Object location annotation data:

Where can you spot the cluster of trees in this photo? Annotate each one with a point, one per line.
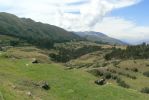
(66, 54)
(131, 52)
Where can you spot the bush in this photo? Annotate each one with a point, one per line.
(134, 69)
(122, 83)
(146, 73)
(145, 90)
(107, 75)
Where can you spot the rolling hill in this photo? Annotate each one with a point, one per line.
(99, 37)
(33, 32)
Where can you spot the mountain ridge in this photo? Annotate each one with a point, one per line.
(34, 32)
(99, 37)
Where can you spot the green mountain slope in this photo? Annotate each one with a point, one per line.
(33, 32)
(17, 80)
(99, 37)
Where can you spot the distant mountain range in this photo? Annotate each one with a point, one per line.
(33, 32)
(99, 37)
(45, 35)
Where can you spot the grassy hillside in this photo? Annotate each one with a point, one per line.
(43, 35)
(16, 79)
(99, 38)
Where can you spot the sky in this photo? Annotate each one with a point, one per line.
(126, 20)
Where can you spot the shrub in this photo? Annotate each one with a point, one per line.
(107, 75)
(146, 73)
(145, 90)
(134, 69)
(122, 83)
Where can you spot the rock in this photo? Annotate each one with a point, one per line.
(100, 82)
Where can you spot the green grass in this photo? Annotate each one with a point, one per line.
(65, 84)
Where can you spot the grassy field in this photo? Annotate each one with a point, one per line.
(16, 81)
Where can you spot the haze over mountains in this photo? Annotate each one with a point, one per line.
(99, 37)
(33, 32)
(44, 34)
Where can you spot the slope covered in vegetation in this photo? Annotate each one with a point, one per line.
(37, 33)
(18, 82)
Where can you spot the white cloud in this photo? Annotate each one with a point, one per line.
(90, 16)
(123, 29)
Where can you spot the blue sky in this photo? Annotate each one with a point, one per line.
(126, 20)
(139, 13)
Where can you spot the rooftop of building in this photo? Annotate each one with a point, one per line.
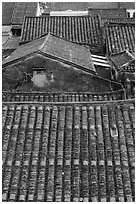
(69, 152)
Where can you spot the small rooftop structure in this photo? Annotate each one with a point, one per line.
(56, 48)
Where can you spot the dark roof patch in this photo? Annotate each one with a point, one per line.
(120, 37)
(121, 59)
(55, 47)
(86, 30)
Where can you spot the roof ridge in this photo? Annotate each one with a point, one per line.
(102, 103)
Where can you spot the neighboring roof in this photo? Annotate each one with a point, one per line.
(23, 9)
(7, 11)
(20, 96)
(108, 13)
(14, 12)
(130, 68)
(120, 37)
(121, 59)
(85, 30)
(55, 47)
(119, 20)
(11, 43)
(74, 152)
(100, 60)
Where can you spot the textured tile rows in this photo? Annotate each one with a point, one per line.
(120, 37)
(62, 97)
(121, 59)
(68, 153)
(83, 29)
(108, 13)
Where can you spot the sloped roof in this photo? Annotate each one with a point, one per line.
(11, 43)
(14, 12)
(120, 37)
(81, 29)
(108, 13)
(23, 9)
(21, 96)
(121, 59)
(77, 152)
(119, 20)
(7, 11)
(55, 47)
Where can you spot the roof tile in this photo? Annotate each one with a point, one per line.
(75, 29)
(97, 167)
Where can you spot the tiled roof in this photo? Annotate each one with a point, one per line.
(7, 11)
(77, 152)
(55, 47)
(121, 59)
(108, 13)
(62, 96)
(85, 30)
(23, 9)
(14, 12)
(120, 20)
(129, 68)
(120, 37)
(11, 43)
(100, 60)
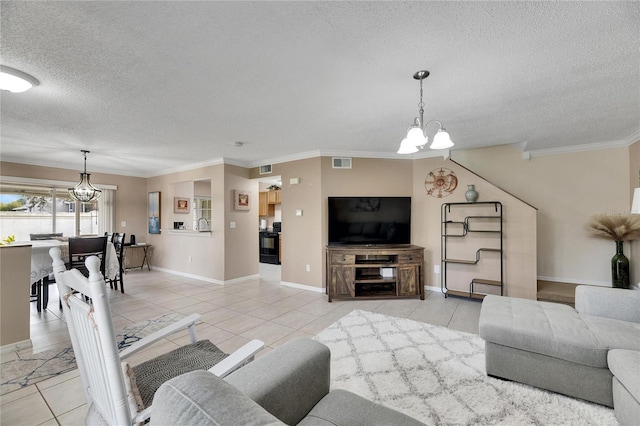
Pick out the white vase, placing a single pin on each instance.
(471, 195)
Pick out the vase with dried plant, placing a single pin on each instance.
(619, 228)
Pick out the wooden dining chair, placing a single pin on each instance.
(81, 248)
(40, 289)
(118, 393)
(118, 243)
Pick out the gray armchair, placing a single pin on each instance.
(289, 385)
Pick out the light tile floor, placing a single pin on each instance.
(231, 316)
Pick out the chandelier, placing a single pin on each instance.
(84, 191)
(416, 139)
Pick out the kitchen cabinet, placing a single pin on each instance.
(264, 208)
(273, 197)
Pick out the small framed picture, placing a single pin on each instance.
(181, 205)
(241, 200)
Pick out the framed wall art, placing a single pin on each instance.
(154, 212)
(181, 205)
(241, 200)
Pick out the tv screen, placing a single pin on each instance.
(369, 220)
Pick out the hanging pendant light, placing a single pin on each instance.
(84, 191)
(416, 139)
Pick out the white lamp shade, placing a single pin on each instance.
(635, 205)
(415, 136)
(407, 147)
(441, 140)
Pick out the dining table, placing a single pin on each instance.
(42, 264)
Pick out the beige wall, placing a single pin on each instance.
(567, 189)
(226, 253)
(15, 270)
(634, 182)
(302, 236)
(131, 195)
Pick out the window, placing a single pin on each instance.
(202, 214)
(47, 208)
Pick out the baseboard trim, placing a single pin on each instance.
(303, 287)
(574, 281)
(207, 279)
(14, 347)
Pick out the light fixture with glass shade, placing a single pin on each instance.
(84, 191)
(16, 81)
(416, 139)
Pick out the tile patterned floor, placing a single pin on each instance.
(231, 316)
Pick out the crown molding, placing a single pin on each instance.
(622, 143)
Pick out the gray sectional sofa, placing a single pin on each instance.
(576, 352)
(289, 385)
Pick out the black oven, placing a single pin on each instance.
(270, 247)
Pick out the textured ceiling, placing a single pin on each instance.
(151, 87)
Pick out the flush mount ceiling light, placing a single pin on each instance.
(416, 139)
(15, 81)
(84, 191)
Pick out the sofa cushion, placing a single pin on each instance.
(343, 408)
(625, 366)
(201, 398)
(554, 330)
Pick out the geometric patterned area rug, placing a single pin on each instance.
(34, 368)
(437, 375)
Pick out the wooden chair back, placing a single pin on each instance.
(118, 243)
(81, 248)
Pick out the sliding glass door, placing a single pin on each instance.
(33, 209)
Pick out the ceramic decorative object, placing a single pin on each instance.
(618, 228)
(619, 268)
(471, 195)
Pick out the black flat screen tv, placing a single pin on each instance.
(369, 220)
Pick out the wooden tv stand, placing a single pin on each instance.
(375, 272)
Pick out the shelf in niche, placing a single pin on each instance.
(187, 232)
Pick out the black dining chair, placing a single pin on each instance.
(81, 248)
(119, 243)
(40, 289)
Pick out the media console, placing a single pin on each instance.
(374, 272)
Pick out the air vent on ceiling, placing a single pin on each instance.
(341, 162)
(264, 170)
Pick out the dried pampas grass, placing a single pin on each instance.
(615, 227)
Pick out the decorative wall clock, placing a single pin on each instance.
(440, 182)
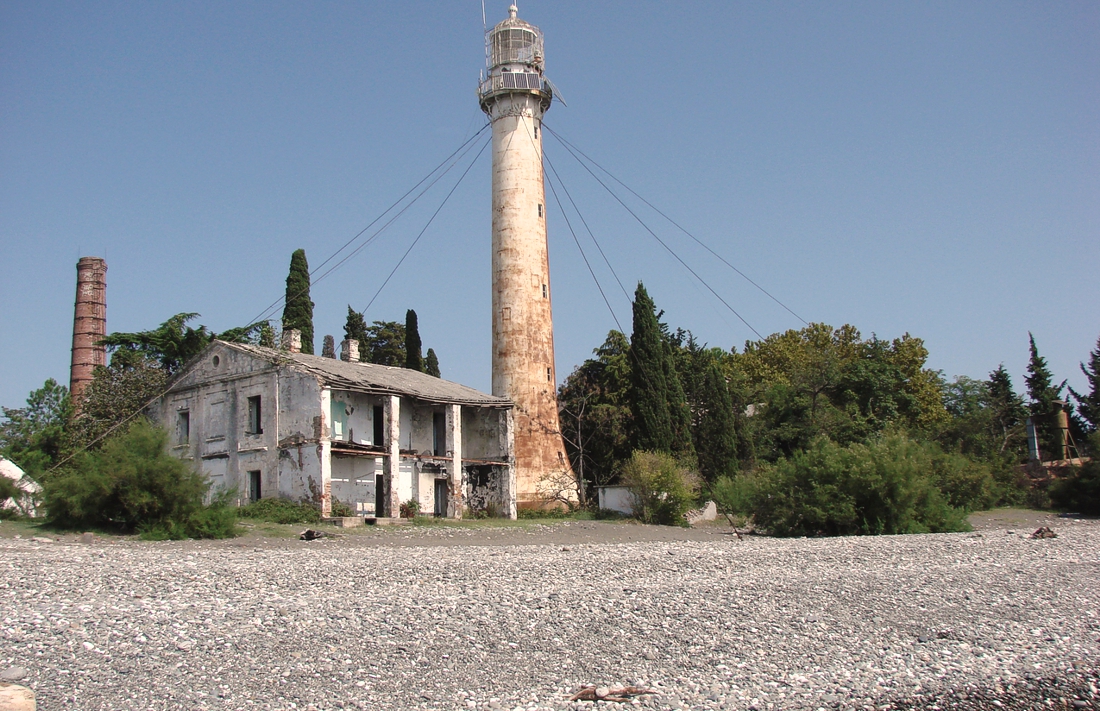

- Objective -
Render the items above as a numbered list, omitting blank lines and leaving out the pictures.

- Answer to this task -
1. Where can you spot the cluster of trees in this photo? Annotate each one with a point, one per line.
2. (66, 54)
3. (131, 52)
4. Where can you spot the bush in this photo? Annotate each one with a point, one per line.
5. (134, 69)
6. (122, 83)
7. (146, 73)
8. (145, 90)
9. (107, 75)
10. Where can you spot the rolling hill in this photo? Annotate each one with a point, one per line.
11. (99, 37)
12. (33, 32)
13. Where can you spot the mountain ridge in this photo? Annotate each one with a point, one per line.
14. (34, 32)
15. (99, 37)
16. Where can you spot the green mountain slope in this photo? Annotate each one with a point, one per line.
17. (33, 32)
18. (17, 80)
19. (99, 37)
20. Where can you spot the distant mountain range in this photo? Annotate each one with a point, one per line.
21. (33, 32)
22. (99, 37)
23. (45, 35)
24. Where can you spot the grassy hillside in this photo? Annotate each one with a point, one per line.
25. (43, 35)
26. (16, 79)
27. (99, 38)
28. Where can you spot the sky in this photo? Annotate each one with a point, one per line.
29. (126, 20)
30. Where can you spot the shrub in this photo? Annotate each one with a point, one per line.
31. (107, 75)
32. (146, 73)
33. (145, 90)
34. (134, 69)
35. (122, 83)
36. Where can you spot the rock in this photo? Annotate each one with a point, one per line.
37. (100, 82)
38. Where can you spot the green grass in this photo? Annotate each one with a point, one per line.
39. (65, 84)
40. Where can you spot the grassy field in this photo? Annotate each one with a point, one per line.
41. (16, 81)
42. Where can you spot the haze over mountains in this photo? Annotate each one with a point, one per line.
43. (99, 37)
44. (33, 32)
45. (44, 34)
46. Where can you spot the slope covered in vegetation in this photo? Annotate each one with a point, one per line.
47. (37, 33)
48. (18, 82)
49. Where can you spot the white cloud in this photo? Annotate each one with a point, one per line.
50. (90, 16)
51. (123, 29)
52. Where can you spot the blue sky in this photo? Annotate each one with a point, one per line.
53. (126, 20)
54. (139, 13)
55. Where can you spot the rooftop of building in this photo? Annotate each one with a point, one per line.
56. (69, 152)
57. Where can you spot the small rooftop structure in this photo? Annotate each one with a point, one per line.
58. (56, 48)
59. Where can you spot the dark roof patch in this photo? Annotate each one with a point, one per line.
60. (120, 37)
61. (121, 59)
62. (55, 47)
63. (86, 30)
64. Where can you spot the roof ridge in this photo? Annotate each one with a point, one per line.
65. (102, 103)
66. Where can you spot the neighboring roof in this photo? Annotate each one with a point, one per line.
67. (23, 9)
68. (7, 11)
69. (20, 96)
70. (108, 13)
71. (14, 12)
72. (130, 68)
73. (120, 37)
74. (121, 59)
75. (85, 30)
76. (55, 47)
77. (119, 20)
78. (11, 43)
79. (74, 152)
80. (100, 60)
81. Where can you spot the textured tile rows in this photo? Annotate each one with a point, one per line.
82. (120, 37)
83. (62, 97)
84. (121, 59)
85. (68, 153)
86. (83, 29)
87. (108, 13)
88. Where can you spot the sloped roof in this photo? Annotate each one with a point, one per line.
89. (11, 43)
90. (14, 12)
91. (120, 37)
92. (81, 29)
93. (108, 13)
94. (23, 9)
95. (21, 96)
96. (121, 59)
97. (77, 152)
98. (119, 20)
99. (7, 11)
100. (55, 47)
101. Where can you spot the roof tile in this photo? Annotate each one with a point, one per line.
102. (75, 29)
103. (97, 167)
104. Where can you spot the tiled roof in this photo? Annotate each one with a point, one per line.
105. (7, 11)
106. (77, 152)
107. (55, 47)
108. (121, 59)
109. (108, 13)
110. (62, 96)
111. (85, 30)
112. (23, 9)
113. (14, 12)
114. (120, 20)
115. (129, 68)
116. (120, 37)
117. (11, 43)
118. (100, 60)
119. Pick out the white vase, placing a single pin on each instance.
120. (471, 195)
121. Pick out the vase with dried plant, placing a single pin on each instance.
122. (619, 228)
123. Pick out the wooden dining chair, placing a single pin on each instance.
124. (81, 248)
125. (40, 289)
126. (118, 393)
127. (118, 243)
128. Pick out the gray armchair, placing a single pin on each instance.
129. (289, 385)
130. Pick out the light tile floor, placing a single pin on each instance.
131. (231, 316)
132. Pick out the chandelier, placing a single pin on each instance.
133. (84, 191)
134. (416, 139)
135. Pick out the kitchen cabinet, placing a single pin on each instance.
136. (264, 208)
137. (273, 197)
138. Pick out the small framed picture, placing a single pin on each instance.
139. (181, 205)
140. (241, 200)
141. Pick out the framed wall art, placing a single pin on each instance.
142. (154, 212)
143. (181, 205)
144. (241, 200)
145. Pick out the tv screen, placing a single pin on each instance.
146. (369, 220)
147. Pick out the hanging pendant light, placing a single pin on each instance.
148. (84, 191)
149. (416, 139)
150. Pick out the white lamp shade, placing a single pin on each instance.
151. (635, 205)
152. (415, 136)
153. (407, 147)
154. (441, 140)
155. Pick out the dining table, placing a single pin on each instance.
156. (42, 264)
157. Pick out the beige wall, placing a single pin on each instance.
158. (567, 189)
159. (226, 253)
160. (15, 270)
161. (634, 182)
162. (302, 236)
163. (131, 195)
164. Pick out the window, placing a single pin on each instance.
165. (202, 214)
166. (47, 208)
167. Pick out the baseboard trim, placing a single pin on each instance.
168. (303, 287)
169. (574, 281)
170. (207, 279)
171. (14, 347)
172. Pick out the light fixture with glass shade, placing a single pin on each instance.
173. (84, 191)
174. (16, 81)
175. (416, 139)
176. Pick out the tile patterned floor, placing a single pin on each instance.
177. (231, 316)
178. Pick out the crown molding, placing a single pin on each instance.
179. (622, 143)
180. Pick out the gray sectional sofa, placing a single pin on each instance.
181. (576, 352)
182. (289, 385)
183. Pick out the black oven, placing a single pin on each instance.
184. (270, 247)
185. Pick out the textured ceiling, placing a single pin on each instance.
186. (151, 87)
187. Pick out the flush mount ceiling light, placing a single pin on each instance.
188. (416, 139)
189. (15, 81)
190. (84, 191)
191. Pick out the sofa cushion, placing a single pin on each instance.
192. (343, 408)
193. (625, 366)
194. (201, 398)
195. (554, 330)
196. Pick out the geometric patterned area rug, placing a single pin on each instance.
197. (34, 368)
198. (437, 375)
199. Pick out the wooden chair back, placing a single pin on each instance.
200. (118, 243)
201. (81, 248)
202. Pick out the sliding glass door, placing a single pin on each instance.
203. (33, 209)
204. Pick out the ceramic decorative object, placing a single pin on each instance.
205. (618, 228)
206. (619, 268)
207. (471, 195)
208. Pick out the black flat screen tv, placing a single pin on each instance.
209. (369, 220)
210. Pick out the wooden tv stand, placing a single pin on each instance.
211. (375, 272)
212. Pick out the shelf in niche, placing a single pin on each instance.
213. (187, 232)
214. Pick out the black dining chair, placing a single pin on each instance.
215. (81, 248)
216. (119, 243)
217. (40, 289)
218. Pick out the media console, placing a single pin on each instance.
219. (374, 272)
220. Pick out the air vent on ceiling, placing a single pin on each instance.
221. (341, 162)
222. (264, 170)
223. Pick out the dried pampas grass, placing a single pin on each instance.
224. (615, 227)
225. Pick out the decorative wall clock, placing a single pin on each instance.
226. (440, 182)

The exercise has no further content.